*PROBLEM DETAILS:* Rewrite the data below, changing every "annotate" to "mark" and keeping everything else the same.

*Records from a collection:*
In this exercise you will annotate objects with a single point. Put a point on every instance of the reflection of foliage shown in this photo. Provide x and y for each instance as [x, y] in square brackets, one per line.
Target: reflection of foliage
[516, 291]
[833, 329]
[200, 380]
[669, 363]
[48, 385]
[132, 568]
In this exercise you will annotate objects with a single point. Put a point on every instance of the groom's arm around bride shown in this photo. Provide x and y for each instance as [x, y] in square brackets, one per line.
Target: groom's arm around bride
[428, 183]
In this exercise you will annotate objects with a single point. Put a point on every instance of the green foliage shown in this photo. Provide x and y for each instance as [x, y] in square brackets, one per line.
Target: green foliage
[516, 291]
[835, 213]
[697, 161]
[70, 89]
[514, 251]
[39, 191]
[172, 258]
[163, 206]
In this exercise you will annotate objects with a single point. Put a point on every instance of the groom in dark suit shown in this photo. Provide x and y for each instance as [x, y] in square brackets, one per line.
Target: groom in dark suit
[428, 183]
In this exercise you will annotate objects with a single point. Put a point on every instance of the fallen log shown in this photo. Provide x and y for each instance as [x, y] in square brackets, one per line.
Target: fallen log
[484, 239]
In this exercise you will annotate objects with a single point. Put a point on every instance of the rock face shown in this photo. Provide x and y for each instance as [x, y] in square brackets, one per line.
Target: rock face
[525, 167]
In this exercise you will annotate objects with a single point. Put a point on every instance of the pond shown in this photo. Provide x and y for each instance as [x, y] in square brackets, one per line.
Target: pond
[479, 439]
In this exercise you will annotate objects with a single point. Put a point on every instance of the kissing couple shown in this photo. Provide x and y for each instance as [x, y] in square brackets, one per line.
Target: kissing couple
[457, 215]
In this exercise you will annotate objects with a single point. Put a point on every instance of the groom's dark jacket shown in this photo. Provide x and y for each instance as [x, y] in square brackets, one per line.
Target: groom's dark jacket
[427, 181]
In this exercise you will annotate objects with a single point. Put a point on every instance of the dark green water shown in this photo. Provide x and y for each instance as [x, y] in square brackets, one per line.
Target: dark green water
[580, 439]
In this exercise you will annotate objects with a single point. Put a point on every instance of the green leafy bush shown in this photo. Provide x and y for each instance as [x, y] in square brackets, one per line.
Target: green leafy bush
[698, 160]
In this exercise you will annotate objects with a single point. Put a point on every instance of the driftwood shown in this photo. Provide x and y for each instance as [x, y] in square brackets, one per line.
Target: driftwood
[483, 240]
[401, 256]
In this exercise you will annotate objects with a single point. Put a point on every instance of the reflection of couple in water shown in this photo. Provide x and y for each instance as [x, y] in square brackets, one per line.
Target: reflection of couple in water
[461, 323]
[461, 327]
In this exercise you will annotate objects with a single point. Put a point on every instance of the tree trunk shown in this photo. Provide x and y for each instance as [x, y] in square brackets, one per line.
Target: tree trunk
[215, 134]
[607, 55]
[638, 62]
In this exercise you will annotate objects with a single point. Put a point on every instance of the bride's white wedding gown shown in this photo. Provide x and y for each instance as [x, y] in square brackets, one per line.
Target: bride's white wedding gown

*TASK RESULT:*
In this exercise you will mark objects with a single point. Put a point on every instance of the reflection of foliage shown in this photo. Provide x and y for each instance as [x, y] in square brackets, one per line.
Target: reflection of foliage
[516, 291]
[833, 329]
[200, 380]
[669, 363]
[48, 385]
[132, 568]
In this exercise you will mark objects with a single point. Put a point on every instance of the groom's arm around bride shown in this photo. Provide x and y for each instance as [x, y] in square brackets, one per line.
Target: groom's arm around bride
[428, 183]
In this exercise you will mark objects with a single point. Put a point on every instance of the green foliage shown in this photo. Provide x and y for each instance as [x, y] in square brackets, one per line.
Target: green foliage
[516, 291]
[835, 213]
[697, 161]
[70, 89]
[514, 251]
[39, 191]
[172, 258]
[163, 206]
In this exercise you will mark objects with a single point. Put a point on every instance of the groom in dark suit shown in this photo. Provide x and y for each instance as [x, y] in square brackets, one per line.
Target: groom in dark suit
[428, 183]
In this exercise you will mark objects with a single point. Put a point on every instance of the fallen log shown in this photo. Provide x and y for each instance as [x, y] in square brackets, one per line.
Target: fallen log
[484, 239]
In this exercise you will mark objects with a single point. Put a point on every instance of the rock face shown in this photo. Provide x and y for each instance as [x, y] in square brackets, one per line.
Target: rock face
[525, 167]
In this exercise you will mark objects with a single point. Put a point on every instance of the pond shown in this photo. Provide x and y for each instance as [x, y] in square brackets, one per line.
Target: pond
[479, 439]
In this exercise you will mark objects with a single point. Put a point on every instance of the kissing couple shown in this photo. Provide x and y for each instance as [x, y] in square brackets, one per line.
Target: kissing couple
[457, 215]
In this exercise you will mark objects with a single point. Put a point on every instance of the groom's dark jacket shown in this photo. Provide x and y for each instance as [x, y] in square brackets, one per line.
Target: groom's dark jacket
[427, 181]
In this exercise you will mark objects with a single point. Put a point on every instance of the dark green water shown in this photo. Provide x and y for each instance as [x, y] in square brackets, one per line.
Target: dark green water
[580, 439]
In this exercise you will mark objects with a single point. Put a point on every instance of the green leafy bush shown in this photo. Provide x and y for each instance as [x, y] in square brackets, one per line.
Target: green leafy bush
[698, 160]
In this exercise you will mark objects with a single point. Put a point on every instance of the driftwood shown in this photo. Provide x and y for each instance as [x, y] in square brackets, one per line.
Target: driftwood
[483, 240]
[401, 256]
In this exercise you will mark objects with a single point. Put a point on every instance of the reflection of couple in water shown in this photo. Provide x and y for each instance as [x, y] in square brackets, one per line.
Target: reflection of couple in water
[461, 323]
[461, 327]
In this exercise you will mark objects with a single point. Put a point on every instance of the tree trunk shown in this photo. Provide x and y for each instance as [x, y] in square brackets, one per line.
Target: tree trunk
[215, 134]
[607, 55]
[638, 62]
In this exercise you will mark objects with a single point. Put a point on every instance of the bride's white wedding gown shown in this photo. Provide x and y for each instance as [x, y] in square brackets, one per line.
Target: bride's white wedding gown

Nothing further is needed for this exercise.